→ Information supplied
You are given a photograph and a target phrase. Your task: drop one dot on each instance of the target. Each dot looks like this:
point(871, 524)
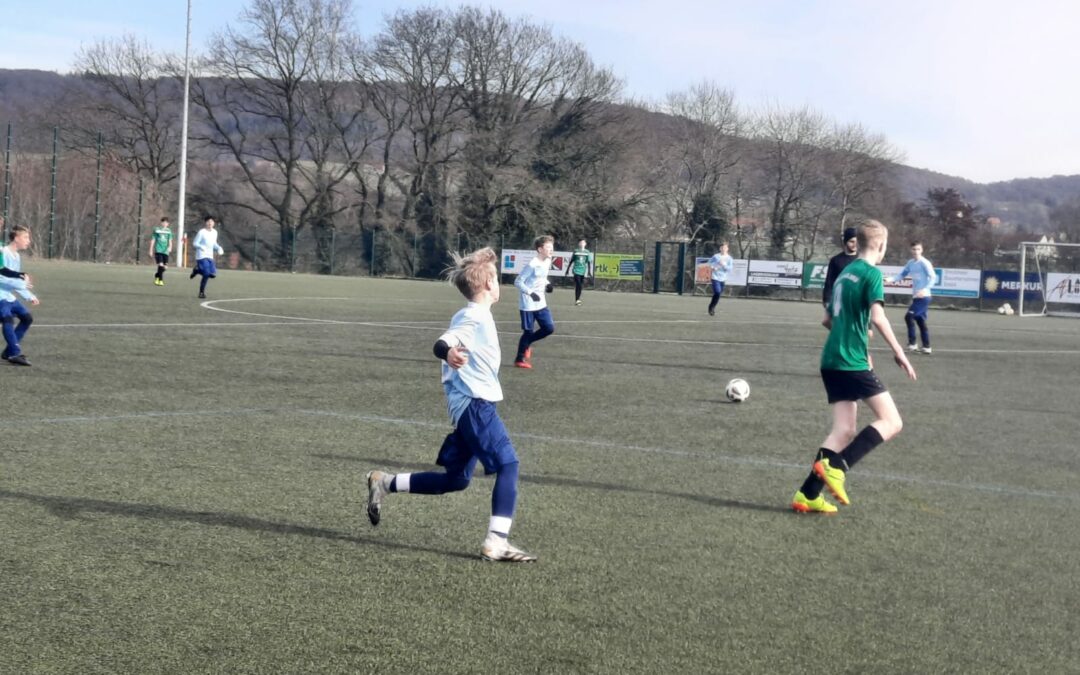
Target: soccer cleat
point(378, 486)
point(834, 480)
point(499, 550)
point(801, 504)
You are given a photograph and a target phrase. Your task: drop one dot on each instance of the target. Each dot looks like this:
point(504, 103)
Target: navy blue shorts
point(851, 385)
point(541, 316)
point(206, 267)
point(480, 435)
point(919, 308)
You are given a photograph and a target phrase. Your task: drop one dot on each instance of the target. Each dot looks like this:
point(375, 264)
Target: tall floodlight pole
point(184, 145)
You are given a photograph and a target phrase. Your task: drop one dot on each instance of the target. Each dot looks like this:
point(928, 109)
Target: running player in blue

→ Exercise description
Please retype the whole of the data precisely, omitting pictures.

→ Answer section
You are given a photograph and a target phrase. Your task: drop one dot on each instance of the target. Each dot looks like this:
point(871, 524)
Target: soccer cleat
point(378, 486)
point(834, 480)
point(499, 550)
point(801, 504)
You are given a photograph and a target phrase. Your task: drop one dot on each instance of the target. Each dot looks like this:
point(504, 103)
Target: navy blue shorts
point(851, 385)
point(541, 316)
point(206, 267)
point(480, 435)
point(919, 308)
You are given a photograph and a target phrase. Your task: drop one dot on each instance of the target. Each dot looks like this:
point(375, 264)
Target: tall floodlight pole
point(184, 145)
You are given a photograph and a target phrase. Your task: drop one dot on each instance of the target. Each dot looks like this:
point(928, 109)
Target: running player in blue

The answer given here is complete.